◆ BRIEF
Reproduce the line that holds "thin branch in the photo above." together with all the lines after it up to the end of the entries.

◆ TASK MATERIAL
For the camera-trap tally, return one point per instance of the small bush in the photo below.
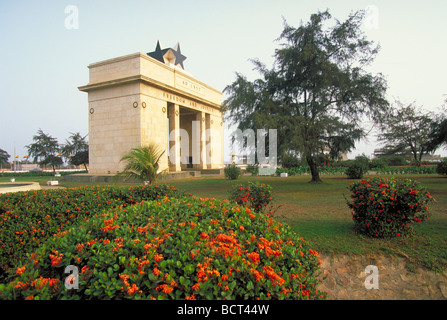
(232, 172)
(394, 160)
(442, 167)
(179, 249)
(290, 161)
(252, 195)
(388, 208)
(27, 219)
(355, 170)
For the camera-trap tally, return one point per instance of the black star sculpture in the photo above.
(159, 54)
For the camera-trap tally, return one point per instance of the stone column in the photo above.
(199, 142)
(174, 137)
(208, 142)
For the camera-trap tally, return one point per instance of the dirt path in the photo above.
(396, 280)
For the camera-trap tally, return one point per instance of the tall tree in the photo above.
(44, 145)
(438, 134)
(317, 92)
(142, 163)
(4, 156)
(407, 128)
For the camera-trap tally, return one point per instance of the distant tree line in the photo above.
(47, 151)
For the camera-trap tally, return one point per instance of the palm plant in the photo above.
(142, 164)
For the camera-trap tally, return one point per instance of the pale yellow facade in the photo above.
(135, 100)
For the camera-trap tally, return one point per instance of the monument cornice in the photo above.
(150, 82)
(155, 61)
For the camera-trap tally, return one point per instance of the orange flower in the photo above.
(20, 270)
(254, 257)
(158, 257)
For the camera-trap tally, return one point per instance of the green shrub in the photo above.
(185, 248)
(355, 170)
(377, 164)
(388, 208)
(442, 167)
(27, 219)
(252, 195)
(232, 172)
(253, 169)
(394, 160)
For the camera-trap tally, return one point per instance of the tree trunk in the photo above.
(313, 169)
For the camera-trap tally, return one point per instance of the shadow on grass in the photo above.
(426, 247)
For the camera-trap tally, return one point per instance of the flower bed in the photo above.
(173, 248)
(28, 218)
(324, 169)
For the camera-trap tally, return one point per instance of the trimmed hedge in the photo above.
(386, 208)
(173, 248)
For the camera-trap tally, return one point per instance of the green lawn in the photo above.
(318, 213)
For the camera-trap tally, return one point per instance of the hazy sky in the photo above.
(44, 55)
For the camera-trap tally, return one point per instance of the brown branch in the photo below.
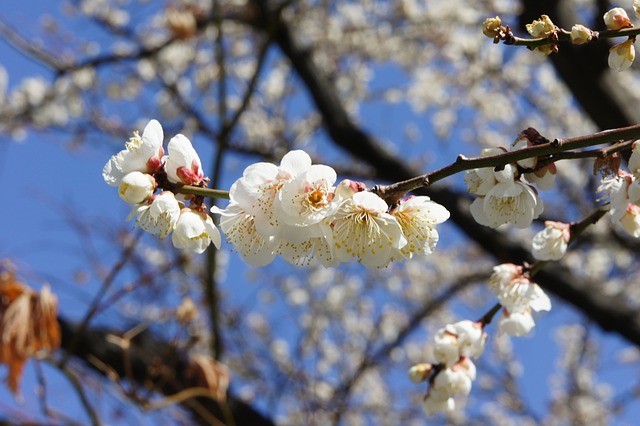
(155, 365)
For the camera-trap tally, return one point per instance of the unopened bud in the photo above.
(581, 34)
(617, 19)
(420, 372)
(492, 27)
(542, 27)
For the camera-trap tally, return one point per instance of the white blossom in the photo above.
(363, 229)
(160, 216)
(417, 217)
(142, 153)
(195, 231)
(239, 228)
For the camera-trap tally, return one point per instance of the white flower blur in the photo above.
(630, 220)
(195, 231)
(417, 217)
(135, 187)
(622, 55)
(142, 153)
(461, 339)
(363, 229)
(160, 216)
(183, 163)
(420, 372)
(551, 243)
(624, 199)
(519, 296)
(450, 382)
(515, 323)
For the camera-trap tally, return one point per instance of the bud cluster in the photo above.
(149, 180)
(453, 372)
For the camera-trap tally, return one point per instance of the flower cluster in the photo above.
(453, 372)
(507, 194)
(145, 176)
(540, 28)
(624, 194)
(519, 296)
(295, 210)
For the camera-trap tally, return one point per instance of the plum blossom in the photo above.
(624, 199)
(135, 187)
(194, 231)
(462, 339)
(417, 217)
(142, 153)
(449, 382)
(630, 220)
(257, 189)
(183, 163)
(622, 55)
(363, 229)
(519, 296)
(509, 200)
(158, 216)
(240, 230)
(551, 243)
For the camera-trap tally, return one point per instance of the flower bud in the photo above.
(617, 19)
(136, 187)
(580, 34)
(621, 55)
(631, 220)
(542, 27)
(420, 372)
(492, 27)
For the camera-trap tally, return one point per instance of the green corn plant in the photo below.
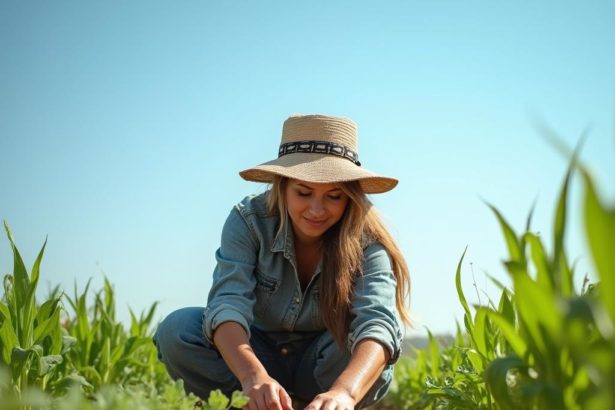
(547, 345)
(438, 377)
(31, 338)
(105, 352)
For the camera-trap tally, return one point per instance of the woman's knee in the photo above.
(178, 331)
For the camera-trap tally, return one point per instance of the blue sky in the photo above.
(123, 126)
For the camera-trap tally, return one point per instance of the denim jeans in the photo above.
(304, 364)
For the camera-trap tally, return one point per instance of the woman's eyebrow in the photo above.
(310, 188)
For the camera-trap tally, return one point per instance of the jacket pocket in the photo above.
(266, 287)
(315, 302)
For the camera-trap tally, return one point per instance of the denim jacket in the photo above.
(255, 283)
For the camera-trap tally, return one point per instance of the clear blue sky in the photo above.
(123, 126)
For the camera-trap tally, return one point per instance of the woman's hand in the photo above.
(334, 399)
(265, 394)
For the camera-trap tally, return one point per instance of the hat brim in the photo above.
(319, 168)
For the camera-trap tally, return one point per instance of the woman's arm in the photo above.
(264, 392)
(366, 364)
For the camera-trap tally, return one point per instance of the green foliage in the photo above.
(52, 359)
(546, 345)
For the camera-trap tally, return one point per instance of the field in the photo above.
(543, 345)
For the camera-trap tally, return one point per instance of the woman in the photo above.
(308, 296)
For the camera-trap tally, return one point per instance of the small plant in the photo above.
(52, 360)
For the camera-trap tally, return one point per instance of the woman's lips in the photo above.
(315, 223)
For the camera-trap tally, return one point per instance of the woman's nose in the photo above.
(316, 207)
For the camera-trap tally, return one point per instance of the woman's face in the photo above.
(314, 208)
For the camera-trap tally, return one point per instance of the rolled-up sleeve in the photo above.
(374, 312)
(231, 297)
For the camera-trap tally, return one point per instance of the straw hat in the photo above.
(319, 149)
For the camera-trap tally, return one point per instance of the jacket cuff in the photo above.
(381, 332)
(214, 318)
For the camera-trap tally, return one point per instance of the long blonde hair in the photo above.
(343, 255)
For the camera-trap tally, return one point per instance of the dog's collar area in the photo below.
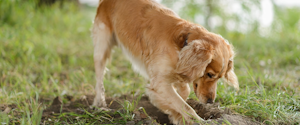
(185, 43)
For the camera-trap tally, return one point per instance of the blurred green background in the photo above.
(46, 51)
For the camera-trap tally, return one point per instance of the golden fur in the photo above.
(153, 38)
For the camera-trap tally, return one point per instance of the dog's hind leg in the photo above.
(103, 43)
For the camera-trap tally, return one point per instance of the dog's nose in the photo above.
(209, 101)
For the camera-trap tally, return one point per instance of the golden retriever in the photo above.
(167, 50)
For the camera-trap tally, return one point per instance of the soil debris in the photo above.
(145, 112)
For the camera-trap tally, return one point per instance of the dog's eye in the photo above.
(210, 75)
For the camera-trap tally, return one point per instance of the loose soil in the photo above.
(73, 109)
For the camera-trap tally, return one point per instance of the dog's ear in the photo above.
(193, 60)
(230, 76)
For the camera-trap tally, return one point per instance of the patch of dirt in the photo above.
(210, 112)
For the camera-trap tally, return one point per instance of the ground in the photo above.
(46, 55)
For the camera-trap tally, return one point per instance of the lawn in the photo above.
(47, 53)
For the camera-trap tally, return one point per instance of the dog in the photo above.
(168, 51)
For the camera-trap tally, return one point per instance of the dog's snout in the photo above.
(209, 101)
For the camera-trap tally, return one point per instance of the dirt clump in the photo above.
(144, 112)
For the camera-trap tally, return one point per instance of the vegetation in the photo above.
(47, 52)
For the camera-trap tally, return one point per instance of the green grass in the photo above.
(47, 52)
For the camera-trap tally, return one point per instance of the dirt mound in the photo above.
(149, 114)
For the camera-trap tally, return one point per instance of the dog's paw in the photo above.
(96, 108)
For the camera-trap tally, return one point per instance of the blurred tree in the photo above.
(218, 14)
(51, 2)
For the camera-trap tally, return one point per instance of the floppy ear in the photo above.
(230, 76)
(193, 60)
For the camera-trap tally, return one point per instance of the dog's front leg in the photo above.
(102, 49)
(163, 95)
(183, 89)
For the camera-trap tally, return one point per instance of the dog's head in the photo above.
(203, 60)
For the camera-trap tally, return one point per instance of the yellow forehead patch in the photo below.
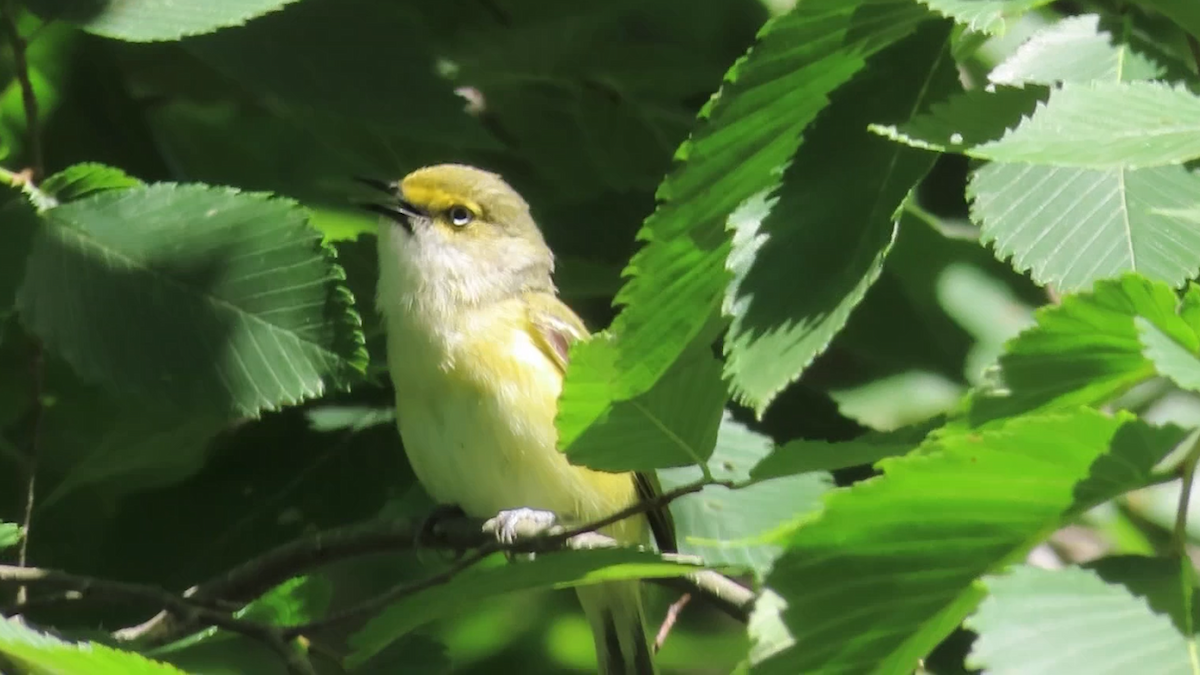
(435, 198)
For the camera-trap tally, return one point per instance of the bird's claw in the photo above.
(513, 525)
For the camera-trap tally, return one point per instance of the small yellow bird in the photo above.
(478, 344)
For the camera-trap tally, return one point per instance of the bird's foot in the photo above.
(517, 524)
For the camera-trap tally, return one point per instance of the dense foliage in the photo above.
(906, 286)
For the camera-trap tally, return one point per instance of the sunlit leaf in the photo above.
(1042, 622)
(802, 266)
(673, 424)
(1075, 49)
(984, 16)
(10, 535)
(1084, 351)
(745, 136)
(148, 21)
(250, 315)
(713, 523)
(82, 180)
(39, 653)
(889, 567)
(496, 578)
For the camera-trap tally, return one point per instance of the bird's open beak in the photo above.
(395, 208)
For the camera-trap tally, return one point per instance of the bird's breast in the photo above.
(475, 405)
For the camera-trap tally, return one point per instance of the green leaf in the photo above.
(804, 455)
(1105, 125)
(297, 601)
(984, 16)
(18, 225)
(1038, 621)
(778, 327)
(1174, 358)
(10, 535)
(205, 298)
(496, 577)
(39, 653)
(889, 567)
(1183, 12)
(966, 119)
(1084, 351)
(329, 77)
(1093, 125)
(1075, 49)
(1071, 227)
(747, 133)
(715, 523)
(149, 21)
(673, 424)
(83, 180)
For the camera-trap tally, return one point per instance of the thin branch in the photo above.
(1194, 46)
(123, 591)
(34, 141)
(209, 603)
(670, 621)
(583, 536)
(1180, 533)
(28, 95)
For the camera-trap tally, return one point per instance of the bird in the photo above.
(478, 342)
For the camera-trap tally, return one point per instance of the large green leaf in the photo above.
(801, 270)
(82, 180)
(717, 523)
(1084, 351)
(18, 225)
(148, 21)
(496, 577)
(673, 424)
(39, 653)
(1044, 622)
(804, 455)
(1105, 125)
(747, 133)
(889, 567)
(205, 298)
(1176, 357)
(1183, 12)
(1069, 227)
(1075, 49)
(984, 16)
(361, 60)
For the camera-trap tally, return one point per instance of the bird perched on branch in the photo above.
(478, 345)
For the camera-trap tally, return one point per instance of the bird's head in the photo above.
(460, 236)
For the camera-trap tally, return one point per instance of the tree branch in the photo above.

◆ ANSWER
For the camera-trap tally, return one point per instance of the thin branch in the photo above.
(1194, 46)
(123, 591)
(34, 141)
(209, 603)
(670, 621)
(583, 536)
(1180, 533)
(28, 95)
For the camera-trap tally, return one point per instance of the bird in the photo above.
(478, 342)
For the camera-trap tally, return one point per instance of the large green leaf in the photo above.
(801, 270)
(82, 180)
(717, 523)
(1084, 351)
(18, 225)
(148, 21)
(496, 577)
(673, 424)
(39, 653)
(1044, 622)
(804, 455)
(1105, 125)
(747, 133)
(889, 567)
(205, 298)
(1176, 357)
(1183, 12)
(1069, 227)
(1075, 49)
(984, 16)
(361, 60)
For the camera-trap tally, return one point per instance of the bird perched on branch in the photo above.
(478, 345)
For the camera-trap tally, return one point per instance of the bird's head in the photo above.
(460, 236)
For the camera-trap tally, return one point per instance of the tree branch in the photo above.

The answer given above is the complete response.